**Requirement:**
Give again, word for word, every line below from the one that has "Target: glowing streetlight" through the one that has "Target: window", both included, and no others.

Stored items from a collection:
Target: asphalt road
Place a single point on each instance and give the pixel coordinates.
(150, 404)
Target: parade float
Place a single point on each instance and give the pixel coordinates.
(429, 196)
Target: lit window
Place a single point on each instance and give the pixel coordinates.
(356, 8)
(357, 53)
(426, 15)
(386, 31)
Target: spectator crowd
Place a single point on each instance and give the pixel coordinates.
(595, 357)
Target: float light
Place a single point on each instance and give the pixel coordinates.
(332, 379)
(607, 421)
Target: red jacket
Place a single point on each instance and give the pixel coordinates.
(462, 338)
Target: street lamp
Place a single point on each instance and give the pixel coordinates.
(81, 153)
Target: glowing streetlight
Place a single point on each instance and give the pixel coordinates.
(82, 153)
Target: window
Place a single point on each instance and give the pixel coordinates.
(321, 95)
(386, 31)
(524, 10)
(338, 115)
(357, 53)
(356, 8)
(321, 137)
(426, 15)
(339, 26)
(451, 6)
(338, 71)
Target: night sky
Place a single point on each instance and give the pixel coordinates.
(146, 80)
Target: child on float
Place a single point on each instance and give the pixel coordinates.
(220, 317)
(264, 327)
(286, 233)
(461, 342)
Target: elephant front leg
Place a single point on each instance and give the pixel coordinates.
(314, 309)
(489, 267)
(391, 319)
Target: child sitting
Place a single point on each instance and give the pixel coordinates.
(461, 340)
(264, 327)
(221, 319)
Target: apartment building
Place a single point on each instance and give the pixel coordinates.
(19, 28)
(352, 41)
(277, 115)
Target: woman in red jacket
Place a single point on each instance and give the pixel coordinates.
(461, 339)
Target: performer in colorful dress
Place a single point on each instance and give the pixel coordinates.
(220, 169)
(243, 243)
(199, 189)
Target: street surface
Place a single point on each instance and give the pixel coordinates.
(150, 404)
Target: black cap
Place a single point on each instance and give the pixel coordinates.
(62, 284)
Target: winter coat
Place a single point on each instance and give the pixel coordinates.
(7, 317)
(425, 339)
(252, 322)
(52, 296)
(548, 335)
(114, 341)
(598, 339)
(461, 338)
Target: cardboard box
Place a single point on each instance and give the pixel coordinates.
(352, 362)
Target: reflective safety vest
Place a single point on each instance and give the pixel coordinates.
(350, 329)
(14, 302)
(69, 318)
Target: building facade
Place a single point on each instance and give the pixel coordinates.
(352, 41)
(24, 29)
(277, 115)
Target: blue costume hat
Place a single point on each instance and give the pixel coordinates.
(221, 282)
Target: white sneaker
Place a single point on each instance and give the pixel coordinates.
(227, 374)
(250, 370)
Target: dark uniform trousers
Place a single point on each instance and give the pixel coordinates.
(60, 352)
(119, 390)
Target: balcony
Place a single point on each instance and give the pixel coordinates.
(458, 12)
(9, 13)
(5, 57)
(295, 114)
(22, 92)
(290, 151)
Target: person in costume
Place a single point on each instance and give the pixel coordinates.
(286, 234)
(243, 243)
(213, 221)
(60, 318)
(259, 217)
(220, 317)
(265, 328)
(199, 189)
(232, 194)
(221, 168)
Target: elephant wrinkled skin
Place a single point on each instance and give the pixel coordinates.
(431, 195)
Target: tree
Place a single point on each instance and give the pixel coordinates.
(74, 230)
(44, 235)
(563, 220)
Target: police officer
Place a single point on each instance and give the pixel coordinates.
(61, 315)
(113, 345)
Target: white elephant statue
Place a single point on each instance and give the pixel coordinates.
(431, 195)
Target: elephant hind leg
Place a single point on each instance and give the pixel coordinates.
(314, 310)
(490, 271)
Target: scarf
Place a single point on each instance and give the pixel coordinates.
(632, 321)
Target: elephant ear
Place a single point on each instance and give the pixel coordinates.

**Answer to this exercise:**
Target: glowing streetlight
Place a single point on each instance and give the pixel coordinates.
(82, 153)
Target: window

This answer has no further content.